What to work on:
1. List every item in the bulleted list at the end of the configuration management text.
2. Answer these on the configuration management text:
(a) What does the text say often proves the Achilles heel of the practice?
(b) How effective are tools without supporting processes, according to the text?
(c) What furniture example does the text offer when asking about inaccurate information?
3. Reproduce the configuration management text word for word from "Isn’t that why" to "the underlying processes.".

When Configuration Management Fails
Most practitioners who hold a basic understanding of IT Service Management quickly recognize the value of practices like Configuration Management. After all, it is one of those ITIL practices that you simply can’t ignore. Understanding how our assets are configured to work with one another is useful to some of the most common and important practices and processes in our organizations. While obtaining good configuration data can be a daunting task, the maintenance of said configuration information often proves the Achilles heel of the practice.
Isn’t that why we have tools?
One common attempt to address the challenge of maintaining good configuration data is to focus heavily on tools. While every major ITSM suite can provide a relatively robust configuration management database and will surely integrate with an automated discovery tool (or provide one out of the box), the tool is only one part of the equation. Tools without supporting processes are generally not highly effective. Consider that tools must account for inputs, outputs, dependencies, information sources, etc. We must account for these in the underlying processes.
Since I argue that tools without process are not highly effective, I find it necessary to also state that a the processes feeding configuration management (including changes, additions, deletions) must be holistic for configuration management to be most effective. When we miss small pieces of the whole, the configuration data that we produce is compromised. The result is less than complete and accurate configuration data.
Accuracy versus Detail – Know Your Goal
What’s the right approach? Should my goal be to extract every detail of every system, component, device, element, etc.? Many failed configuration management efforts are built on the idea that if we can capture it, we should. This leads to a question of scope. What is the right scope for configuration management? Once we consider our use cases, goals, legislative and regulatory requirements, the scope question often gets reduced to more data versus better data. Now is a good time to ask the question, “What can I capture accurately and maintain accurately?” Remember, good configuration information must be reliable.
If the configuration information we capture and provide to other processes and practices is not reliable, downstream activities are impacted. I could tell you dozens of real-world stories about the effects of bad configuration data. These accounts will often involve time wasted, extended customer outages, major financial losses, etc. Instead of rehashing someone else’s painful and unfortunate experiences, I’d simply ask you to reflect on a time when you relied on configuration information that was inaccurate. Most people have, in some way, experienced first-hand the effects of bad configuration information. Have you ever tried assembling bookshelves (or other furniture) with incorrect drawings and poor instructions? Accuracy and detail are both important, but as soon as we reach a level where it is unreliable, decisions made based on it will be compromised.
What to do When Configuration Management Fails
So, what do you do when you suspect that configuration management data is incorrect? Here are a few quick tips to implement when you find yourself in that situation.
First, don’t be afraid to question the integrity of configuration data. We should immediately recognize that our accuracy is only as good as the tools, processes, workflows, and practices that feed our configuration data. If there is a compromise along the way, it potentially affects the resultant data. I’ve been involved in troubleshooting efforts where a system diagram was considered to be unquestionable truth and later turned out to be incorrect. Get in the habit of asking these questions about the integrity of the configuration data:
- Is this information correct?
- How do we know this is correct?
- What are the history of changes related to this configuration?
- When was the last update to this configuration?

Saved entries:
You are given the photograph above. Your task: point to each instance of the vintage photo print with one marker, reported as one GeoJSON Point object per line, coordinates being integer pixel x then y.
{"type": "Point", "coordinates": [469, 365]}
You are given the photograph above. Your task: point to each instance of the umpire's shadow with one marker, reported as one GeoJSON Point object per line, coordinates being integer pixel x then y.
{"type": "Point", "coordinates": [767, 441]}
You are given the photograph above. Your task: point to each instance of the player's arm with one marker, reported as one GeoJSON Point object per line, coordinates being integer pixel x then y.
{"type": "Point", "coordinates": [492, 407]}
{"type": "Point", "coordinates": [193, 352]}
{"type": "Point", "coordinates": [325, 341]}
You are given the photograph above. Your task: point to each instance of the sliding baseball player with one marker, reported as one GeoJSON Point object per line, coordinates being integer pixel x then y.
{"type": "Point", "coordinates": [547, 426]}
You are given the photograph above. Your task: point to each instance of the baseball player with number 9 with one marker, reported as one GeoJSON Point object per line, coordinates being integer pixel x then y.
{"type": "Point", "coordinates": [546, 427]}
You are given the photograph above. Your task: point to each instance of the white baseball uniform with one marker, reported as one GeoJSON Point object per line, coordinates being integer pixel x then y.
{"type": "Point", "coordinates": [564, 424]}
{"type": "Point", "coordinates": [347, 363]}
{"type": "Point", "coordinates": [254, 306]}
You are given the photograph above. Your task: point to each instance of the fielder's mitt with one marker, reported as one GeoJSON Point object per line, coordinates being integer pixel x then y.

Your responses:
1.
- Is this information correct?
- How do we know this is correct?
- What are the history of changes related to this configuration?
- When was the last update to this configuration?

2.
(a) The maintenance of configuration information.
(b) They are generally not highly effective.
(c) Assembling bookshelves (or other furniture) with incorrect drawings and poor instructions.

3.
Isn’t that why we have tools?
One common attempt to address the challenge of maintaining good configuration data is to focus heavily on tools. While every major ITSM suite can provide a relatively robust configuration management database and will surely integrate with an automated discovery tool (or provide one out of the box), the tool is only one part of the equation. Tools without supporting processes are generally not highly effective. Consider that tools must account for inputs, outputs, dependencies, information sources, etc. We must account for these in the underlying processes.